* _WHAT THIS TASK INVOLVES_
Your answer should be the exact lines of the records, starting with the one containing "Category: woman with shoulder bag" and running to the end.

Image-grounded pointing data
--

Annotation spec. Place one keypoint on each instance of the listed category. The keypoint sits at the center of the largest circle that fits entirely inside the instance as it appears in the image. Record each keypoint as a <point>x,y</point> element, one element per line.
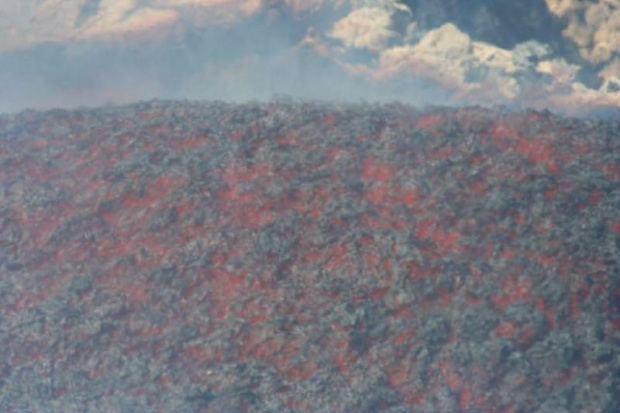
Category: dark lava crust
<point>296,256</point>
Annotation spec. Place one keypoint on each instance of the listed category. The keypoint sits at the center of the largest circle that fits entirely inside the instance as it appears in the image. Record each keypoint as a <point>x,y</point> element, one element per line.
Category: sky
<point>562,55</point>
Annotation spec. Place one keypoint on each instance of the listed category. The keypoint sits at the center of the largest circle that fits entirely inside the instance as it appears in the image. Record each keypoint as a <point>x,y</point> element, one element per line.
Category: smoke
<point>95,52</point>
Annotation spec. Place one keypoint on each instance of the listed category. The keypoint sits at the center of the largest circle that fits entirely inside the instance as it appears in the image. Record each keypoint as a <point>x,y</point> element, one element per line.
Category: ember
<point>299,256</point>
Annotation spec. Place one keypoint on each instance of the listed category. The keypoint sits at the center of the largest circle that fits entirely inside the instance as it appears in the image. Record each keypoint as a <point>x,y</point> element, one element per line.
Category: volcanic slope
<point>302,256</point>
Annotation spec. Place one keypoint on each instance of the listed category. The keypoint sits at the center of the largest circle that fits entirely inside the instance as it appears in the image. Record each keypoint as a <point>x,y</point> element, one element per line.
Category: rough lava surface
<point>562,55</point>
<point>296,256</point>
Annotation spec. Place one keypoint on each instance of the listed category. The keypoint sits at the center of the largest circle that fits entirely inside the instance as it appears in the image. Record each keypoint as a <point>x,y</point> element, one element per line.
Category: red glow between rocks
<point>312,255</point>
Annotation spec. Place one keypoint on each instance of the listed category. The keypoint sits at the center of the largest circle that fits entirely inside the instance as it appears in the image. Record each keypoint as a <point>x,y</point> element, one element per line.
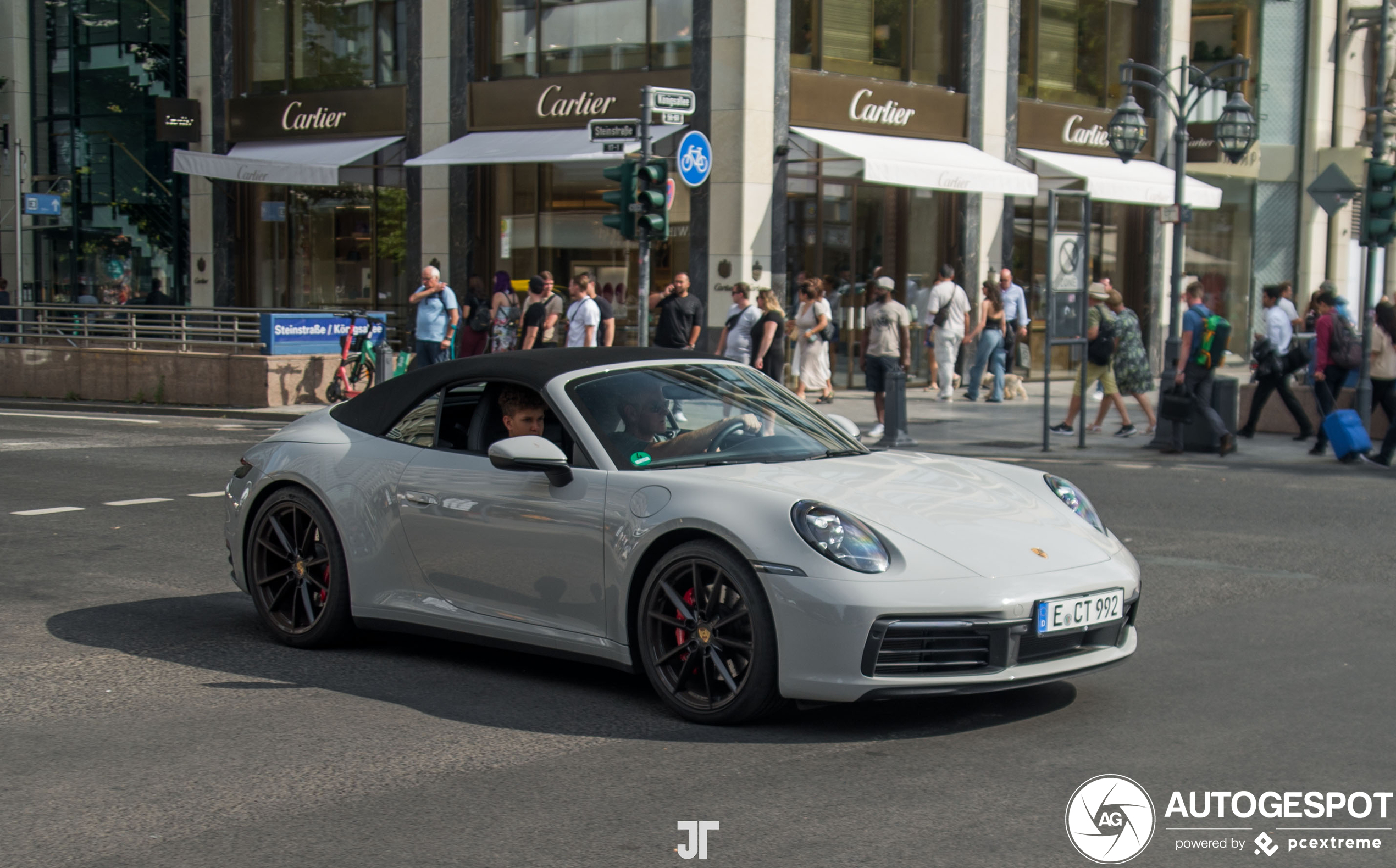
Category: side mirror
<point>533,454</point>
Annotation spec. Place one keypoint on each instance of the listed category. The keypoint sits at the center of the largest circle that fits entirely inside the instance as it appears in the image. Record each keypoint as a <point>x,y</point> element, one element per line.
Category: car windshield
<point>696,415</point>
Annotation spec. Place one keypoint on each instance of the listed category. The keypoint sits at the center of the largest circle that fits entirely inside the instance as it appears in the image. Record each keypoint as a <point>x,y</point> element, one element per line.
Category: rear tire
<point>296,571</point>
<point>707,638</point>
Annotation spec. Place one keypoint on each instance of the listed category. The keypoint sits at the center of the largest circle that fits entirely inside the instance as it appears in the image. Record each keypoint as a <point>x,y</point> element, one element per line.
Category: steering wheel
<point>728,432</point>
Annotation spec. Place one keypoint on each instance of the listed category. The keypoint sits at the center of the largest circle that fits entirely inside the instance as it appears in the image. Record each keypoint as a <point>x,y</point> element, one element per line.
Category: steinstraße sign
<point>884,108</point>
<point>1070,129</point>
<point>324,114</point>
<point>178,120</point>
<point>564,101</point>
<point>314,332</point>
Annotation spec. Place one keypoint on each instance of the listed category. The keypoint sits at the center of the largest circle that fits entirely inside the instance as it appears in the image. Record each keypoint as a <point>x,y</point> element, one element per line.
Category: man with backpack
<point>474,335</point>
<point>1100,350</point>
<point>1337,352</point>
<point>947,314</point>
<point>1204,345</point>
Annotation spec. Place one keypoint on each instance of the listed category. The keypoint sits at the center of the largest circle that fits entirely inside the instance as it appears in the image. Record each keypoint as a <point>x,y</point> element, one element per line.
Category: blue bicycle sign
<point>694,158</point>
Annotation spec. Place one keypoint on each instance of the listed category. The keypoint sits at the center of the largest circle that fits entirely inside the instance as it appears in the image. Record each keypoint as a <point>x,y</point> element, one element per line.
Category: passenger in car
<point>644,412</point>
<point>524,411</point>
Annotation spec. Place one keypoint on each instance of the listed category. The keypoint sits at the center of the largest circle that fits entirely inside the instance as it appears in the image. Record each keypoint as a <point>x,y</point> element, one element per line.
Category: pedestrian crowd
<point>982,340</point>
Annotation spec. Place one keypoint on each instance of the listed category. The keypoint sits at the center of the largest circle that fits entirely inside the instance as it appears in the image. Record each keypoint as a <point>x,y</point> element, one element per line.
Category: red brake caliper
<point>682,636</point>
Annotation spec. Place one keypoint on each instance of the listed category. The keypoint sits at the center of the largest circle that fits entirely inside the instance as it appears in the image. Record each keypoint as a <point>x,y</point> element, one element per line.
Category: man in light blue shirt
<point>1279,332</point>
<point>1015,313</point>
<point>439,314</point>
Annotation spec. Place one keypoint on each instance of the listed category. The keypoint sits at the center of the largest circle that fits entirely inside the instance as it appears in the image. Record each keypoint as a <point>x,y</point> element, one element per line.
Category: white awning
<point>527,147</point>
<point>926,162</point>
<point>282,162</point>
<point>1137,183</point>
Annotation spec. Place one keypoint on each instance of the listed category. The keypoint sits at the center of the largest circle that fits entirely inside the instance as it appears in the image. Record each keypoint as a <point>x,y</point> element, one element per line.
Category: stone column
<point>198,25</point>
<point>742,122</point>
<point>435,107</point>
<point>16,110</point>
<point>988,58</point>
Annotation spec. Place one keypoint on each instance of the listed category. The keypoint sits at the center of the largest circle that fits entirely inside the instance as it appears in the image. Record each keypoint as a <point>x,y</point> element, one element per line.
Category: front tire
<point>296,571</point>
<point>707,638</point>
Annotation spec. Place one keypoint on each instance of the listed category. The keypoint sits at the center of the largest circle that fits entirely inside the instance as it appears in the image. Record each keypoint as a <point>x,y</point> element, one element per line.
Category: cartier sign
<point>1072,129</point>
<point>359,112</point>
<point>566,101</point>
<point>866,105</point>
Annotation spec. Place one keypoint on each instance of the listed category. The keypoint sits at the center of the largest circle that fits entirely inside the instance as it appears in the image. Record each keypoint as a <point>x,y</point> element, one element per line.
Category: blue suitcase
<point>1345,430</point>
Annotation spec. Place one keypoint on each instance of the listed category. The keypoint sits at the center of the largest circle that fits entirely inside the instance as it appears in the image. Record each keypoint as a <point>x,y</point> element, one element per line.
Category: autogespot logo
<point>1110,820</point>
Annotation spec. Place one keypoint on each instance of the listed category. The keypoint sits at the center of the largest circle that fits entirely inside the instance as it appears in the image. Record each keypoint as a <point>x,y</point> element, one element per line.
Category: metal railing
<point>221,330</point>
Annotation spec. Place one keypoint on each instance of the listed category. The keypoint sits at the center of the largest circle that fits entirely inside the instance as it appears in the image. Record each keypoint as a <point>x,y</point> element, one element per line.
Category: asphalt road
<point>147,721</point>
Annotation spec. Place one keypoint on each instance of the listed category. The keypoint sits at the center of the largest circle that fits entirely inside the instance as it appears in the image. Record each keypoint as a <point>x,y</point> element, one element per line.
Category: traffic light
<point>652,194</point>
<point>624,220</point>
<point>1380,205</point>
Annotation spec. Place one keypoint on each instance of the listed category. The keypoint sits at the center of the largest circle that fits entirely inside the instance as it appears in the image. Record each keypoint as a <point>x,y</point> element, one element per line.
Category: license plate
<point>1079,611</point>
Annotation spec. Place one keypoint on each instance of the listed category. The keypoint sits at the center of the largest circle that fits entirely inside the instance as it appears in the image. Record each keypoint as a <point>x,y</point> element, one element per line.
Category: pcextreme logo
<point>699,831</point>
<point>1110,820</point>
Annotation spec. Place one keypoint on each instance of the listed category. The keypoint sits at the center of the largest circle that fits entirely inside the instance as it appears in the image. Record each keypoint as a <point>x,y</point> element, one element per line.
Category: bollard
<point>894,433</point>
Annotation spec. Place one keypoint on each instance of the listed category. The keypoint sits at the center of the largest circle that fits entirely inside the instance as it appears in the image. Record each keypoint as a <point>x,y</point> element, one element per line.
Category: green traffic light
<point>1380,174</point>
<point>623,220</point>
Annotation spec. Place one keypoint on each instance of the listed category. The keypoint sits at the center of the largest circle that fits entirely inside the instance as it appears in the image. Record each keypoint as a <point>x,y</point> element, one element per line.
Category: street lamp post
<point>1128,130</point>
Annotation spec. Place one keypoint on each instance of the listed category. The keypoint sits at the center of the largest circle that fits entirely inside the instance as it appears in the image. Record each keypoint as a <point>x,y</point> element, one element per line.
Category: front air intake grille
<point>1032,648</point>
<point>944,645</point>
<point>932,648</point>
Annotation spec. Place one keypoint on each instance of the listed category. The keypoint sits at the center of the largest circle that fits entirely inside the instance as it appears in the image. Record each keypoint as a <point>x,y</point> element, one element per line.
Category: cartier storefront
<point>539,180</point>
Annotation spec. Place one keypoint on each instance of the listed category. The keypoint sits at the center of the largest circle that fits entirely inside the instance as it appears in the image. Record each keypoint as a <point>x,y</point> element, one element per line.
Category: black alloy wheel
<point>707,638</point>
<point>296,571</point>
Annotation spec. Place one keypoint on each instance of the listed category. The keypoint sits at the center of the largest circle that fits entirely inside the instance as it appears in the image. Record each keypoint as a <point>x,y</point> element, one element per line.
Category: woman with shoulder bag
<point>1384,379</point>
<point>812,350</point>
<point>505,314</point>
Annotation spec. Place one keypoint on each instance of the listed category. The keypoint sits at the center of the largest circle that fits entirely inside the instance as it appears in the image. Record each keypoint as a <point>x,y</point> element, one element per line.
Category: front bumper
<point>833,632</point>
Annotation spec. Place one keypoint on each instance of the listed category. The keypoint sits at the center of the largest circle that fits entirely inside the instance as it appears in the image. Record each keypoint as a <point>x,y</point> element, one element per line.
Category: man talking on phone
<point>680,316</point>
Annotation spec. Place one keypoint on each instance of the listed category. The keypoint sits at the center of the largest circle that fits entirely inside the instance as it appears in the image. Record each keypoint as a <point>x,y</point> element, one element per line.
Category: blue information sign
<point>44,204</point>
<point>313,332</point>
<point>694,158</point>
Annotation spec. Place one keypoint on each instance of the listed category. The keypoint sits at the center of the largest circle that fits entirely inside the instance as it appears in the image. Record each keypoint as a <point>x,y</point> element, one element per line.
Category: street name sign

--

* _EXERCISE SOLUTION_
Category: woman with shoulder bag
<point>1384,379</point>
<point>812,350</point>
<point>505,314</point>
Annotation spec. Place one keypoint on each instance of the listed category. The keypoint sits at the center of the largest circle that fits entirely inside the instance as it appears in the image. Record each keypoint as a <point>x,y</point> element, one element per line.
Category: front bumper
<point>833,632</point>
Annotation spec. Place one keypoint on each instance of the listed category. The keypoint sits at the center of the largest circle that fits entirely inside the instance as it appears in the image. Record each keypoint as a <point>x,y</point> element, one element per line.
Category: man talking on phone
<point>680,316</point>
Annotation spec. Place one keypoint on each instance of the listed category. The keypoint sits at the center of the largest circle that fits entirely inside the instance as it appears in the image. Record each keypoint as a <point>x,y</point> element, one element per line.
Category: blue information sign
<point>44,204</point>
<point>313,332</point>
<point>694,158</point>
Annotation spec. Place one keypoint on each instance of the listed category. The keypoint sits at the center of the largest circle that fits entirely inside the instance as it appears in the image. Record each keypoint as a <point>x,y</point> element, one element per line.
Category: street name sign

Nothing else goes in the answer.